Point localization data:
= = =

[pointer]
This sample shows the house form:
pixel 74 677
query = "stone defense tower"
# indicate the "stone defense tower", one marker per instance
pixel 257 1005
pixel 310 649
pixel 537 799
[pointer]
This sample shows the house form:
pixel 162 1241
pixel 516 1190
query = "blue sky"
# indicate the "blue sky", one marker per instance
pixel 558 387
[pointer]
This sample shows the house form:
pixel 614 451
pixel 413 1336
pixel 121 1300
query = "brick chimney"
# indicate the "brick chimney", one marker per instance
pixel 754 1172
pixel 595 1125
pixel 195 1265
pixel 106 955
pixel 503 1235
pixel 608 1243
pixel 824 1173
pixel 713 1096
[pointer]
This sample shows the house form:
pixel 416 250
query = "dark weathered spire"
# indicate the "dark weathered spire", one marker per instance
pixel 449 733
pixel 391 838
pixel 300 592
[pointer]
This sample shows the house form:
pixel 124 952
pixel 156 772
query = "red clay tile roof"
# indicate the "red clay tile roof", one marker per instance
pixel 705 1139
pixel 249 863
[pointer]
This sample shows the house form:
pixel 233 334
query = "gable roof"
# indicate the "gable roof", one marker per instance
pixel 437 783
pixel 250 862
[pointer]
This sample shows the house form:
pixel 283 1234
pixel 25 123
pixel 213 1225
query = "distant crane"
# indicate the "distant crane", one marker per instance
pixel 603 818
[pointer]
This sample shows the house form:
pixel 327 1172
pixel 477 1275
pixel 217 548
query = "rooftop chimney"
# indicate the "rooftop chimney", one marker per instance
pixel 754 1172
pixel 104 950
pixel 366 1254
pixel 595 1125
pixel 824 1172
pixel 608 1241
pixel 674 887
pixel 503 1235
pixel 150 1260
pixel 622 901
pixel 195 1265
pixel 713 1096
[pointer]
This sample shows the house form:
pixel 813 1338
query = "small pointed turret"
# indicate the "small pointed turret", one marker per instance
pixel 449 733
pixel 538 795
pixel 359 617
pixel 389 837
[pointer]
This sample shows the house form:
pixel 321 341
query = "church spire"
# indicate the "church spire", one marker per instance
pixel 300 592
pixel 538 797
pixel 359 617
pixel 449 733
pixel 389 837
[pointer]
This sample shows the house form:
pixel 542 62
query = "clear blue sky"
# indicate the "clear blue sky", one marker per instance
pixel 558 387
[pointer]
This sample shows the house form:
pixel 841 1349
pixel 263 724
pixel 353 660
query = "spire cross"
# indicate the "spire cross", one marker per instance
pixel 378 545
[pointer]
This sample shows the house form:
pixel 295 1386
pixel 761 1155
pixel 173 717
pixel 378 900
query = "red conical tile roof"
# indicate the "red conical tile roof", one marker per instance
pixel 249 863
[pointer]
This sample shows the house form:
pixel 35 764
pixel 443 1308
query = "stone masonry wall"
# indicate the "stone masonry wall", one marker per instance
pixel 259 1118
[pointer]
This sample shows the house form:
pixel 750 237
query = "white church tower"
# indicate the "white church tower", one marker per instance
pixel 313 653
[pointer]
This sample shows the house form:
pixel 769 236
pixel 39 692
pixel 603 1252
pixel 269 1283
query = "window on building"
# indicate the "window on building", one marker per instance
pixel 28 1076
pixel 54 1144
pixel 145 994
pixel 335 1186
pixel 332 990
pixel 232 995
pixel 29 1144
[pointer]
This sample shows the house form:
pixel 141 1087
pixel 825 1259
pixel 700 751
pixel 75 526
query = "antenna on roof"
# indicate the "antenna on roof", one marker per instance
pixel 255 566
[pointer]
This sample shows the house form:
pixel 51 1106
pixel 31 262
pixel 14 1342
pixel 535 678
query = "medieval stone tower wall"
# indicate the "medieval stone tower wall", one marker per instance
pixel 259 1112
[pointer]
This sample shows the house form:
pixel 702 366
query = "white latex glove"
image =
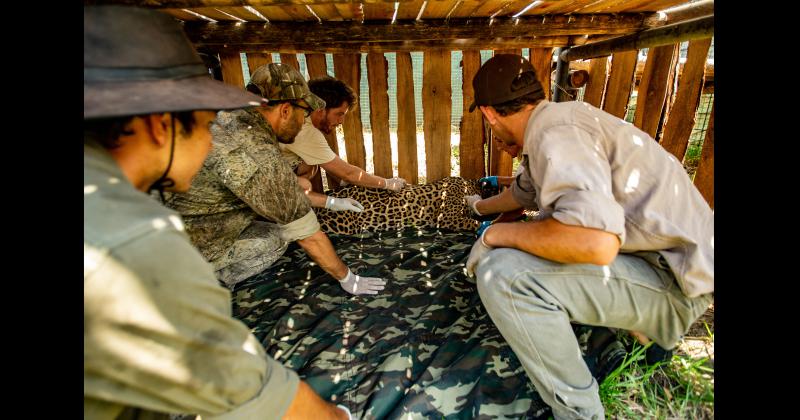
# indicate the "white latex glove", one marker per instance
pixel 395 184
pixel 358 285
pixel 343 204
pixel 478 249
pixel 471 200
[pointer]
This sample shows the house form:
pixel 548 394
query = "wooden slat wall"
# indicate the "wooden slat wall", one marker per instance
pixel 290 59
pixel 471 154
pixel 256 60
pixel 232 69
pixel 406 120
pixel 378 75
pixel 596 85
pixel 704 177
pixel 317 67
pixel 501 163
pixel 681 120
pixel 347 68
pixel 620 81
pixel 659 71
pixel 542 59
pixel 436 107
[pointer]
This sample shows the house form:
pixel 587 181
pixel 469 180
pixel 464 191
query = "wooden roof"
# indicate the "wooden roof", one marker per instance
pixel 352 26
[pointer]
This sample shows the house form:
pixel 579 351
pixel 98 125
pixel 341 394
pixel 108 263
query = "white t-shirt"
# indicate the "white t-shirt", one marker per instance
pixel 309 146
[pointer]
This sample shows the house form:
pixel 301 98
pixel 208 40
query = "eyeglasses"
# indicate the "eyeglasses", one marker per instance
pixel 305 109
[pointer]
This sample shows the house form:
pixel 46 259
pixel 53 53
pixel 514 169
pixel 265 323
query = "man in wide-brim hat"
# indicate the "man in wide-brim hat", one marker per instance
pixel 158 333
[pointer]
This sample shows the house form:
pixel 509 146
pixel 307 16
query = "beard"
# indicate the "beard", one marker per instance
pixel 288 131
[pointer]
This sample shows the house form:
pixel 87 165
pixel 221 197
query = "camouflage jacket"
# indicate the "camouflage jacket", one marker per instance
pixel 244 177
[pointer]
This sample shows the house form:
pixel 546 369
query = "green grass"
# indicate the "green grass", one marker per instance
pixel 682 387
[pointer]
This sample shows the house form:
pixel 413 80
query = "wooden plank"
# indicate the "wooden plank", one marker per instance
pixel 596 86
pixel 256 60
pixel 501 163
pixel 542 61
pixel 232 69
pixel 378 76
pixel 620 81
pixel 678 127
pixel 471 154
pixel 406 120
pixel 436 107
pixel 290 59
pixel 347 68
pixel 704 177
pixel 236 33
pixel 349 47
pixel 659 71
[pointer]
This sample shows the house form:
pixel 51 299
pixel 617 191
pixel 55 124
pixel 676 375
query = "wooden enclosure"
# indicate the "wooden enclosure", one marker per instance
pixel 669 89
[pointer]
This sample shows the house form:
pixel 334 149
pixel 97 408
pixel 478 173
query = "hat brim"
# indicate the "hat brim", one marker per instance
pixel 117 99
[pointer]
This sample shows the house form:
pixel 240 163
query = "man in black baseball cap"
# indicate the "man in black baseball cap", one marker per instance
pixel 623 239
pixel 158 332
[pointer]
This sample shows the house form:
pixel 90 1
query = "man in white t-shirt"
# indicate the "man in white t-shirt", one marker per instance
pixel 310 150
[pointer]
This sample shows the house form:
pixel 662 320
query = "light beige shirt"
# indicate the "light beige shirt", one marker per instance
pixel 157 327
pixel 309 146
pixel 586 167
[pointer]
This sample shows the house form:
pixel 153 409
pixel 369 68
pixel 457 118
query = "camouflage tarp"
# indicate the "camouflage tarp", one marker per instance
pixel 423 348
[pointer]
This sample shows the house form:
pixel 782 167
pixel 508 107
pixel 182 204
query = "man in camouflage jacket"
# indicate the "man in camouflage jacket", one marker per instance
pixel 245 205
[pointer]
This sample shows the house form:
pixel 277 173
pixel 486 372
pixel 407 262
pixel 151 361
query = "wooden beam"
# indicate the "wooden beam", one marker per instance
pixel 665 35
pixel 378 76
pixel 232 69
pixel 256 60
pixel 302 46
pixel 436 106
pixel 406 120
pixel 620 81
pixel 597 82
pixel 349 32
pixel 542 61
pixel 704 177
pixel 317 67
pixel 290 59
pixel 678 127
pixel 656 81
pixel 471 154
pixel 347 68
pixel 190 4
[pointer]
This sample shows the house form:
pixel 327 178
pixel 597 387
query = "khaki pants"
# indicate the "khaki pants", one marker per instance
pixel 533 300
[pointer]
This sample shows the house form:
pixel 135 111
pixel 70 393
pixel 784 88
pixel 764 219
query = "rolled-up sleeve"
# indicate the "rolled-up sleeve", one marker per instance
pixel 158 334
pixel 575 180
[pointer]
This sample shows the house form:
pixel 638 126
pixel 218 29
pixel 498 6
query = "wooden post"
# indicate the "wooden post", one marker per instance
pixel 256 60
pixel 232 69
pixel 597 82
pixel 378 75
pixel 348 69
pixel 500 163
pixel 620 80
pixel 704 177
pixel 436 107
pixel 290 59
pixel 681 120
pixel 317 67
pixel 542 60
pixel 471 154
pixel 406 120
pixel 657 78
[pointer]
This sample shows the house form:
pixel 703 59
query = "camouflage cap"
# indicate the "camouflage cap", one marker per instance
pixel 281 82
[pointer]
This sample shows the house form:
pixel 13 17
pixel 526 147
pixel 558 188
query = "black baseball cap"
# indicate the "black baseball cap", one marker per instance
pixel 503 78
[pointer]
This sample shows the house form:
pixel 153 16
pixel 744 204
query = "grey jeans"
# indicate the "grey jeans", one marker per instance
pixel 532 301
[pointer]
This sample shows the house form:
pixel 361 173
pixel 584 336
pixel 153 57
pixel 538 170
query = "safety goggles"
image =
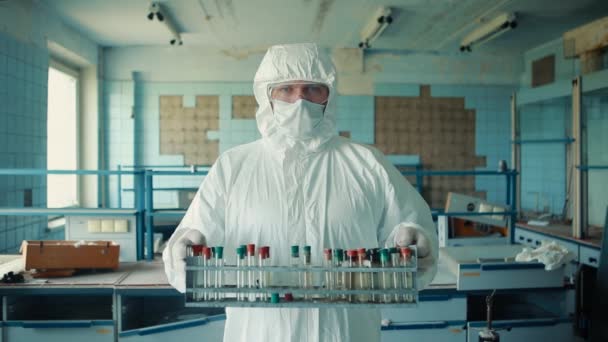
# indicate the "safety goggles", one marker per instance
pixel 293 91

= = =

*EXERCISE DETAILS:*
Output the first line of the entries above and every line after it, exactly as written, ending with the line that contains "pixel 213 1225".

*THE ANSWER:*
[pointer]
This sample shows the house form:
pixel 74 677
query = "stone defense tower"
# indicate the "stone defense tower", one marker per instance
pixel 257 1005
pixel 310 649
pixel 537 799
[pointer]
This sample shows the house form:
pixel 162 1241
pixel 516 1190
query = "blue sky"
# indicate the "blue sky", one marker per instance
pixel 558 387
[pointer]
This sample shows the house form:
pixel 614 451
pixel 413 1336
pixel 121 1300
query = "brick chimney"
# indicate the "brick chimney", one marker per instance
pixel 754 1172
pixel 595 1125
pixel 195 1265
pixel 106 955
pixel 503 1235
pixel 608 1243
pixel 824 1173
pixel 713 1096
[pointer]
This sample shows the house form:
pixel 416 250
query = "dark weathered spire"
# indicate the "dark weathered spire", one marker per instance
pixel 449 733
pixel 391 838
pixel 300 592
[pointer]
This sample shows the house form:
pixel 124 952
pixel 156 772
query = "red clay tile roof"
# indicate the "red clay tile roof", one marker per instance
pixel 705 1139
pixel 249 863
[pointer]
This sample shows the house form:
pixel 233 334
query = "gable roof"
# indicate the "gable roof", one marker per instance
pixel 437 783
pixel 250 862
[pointer]
This sample shows the house form:
pixel 283 1234
pixel 25 123
pixel 213 1225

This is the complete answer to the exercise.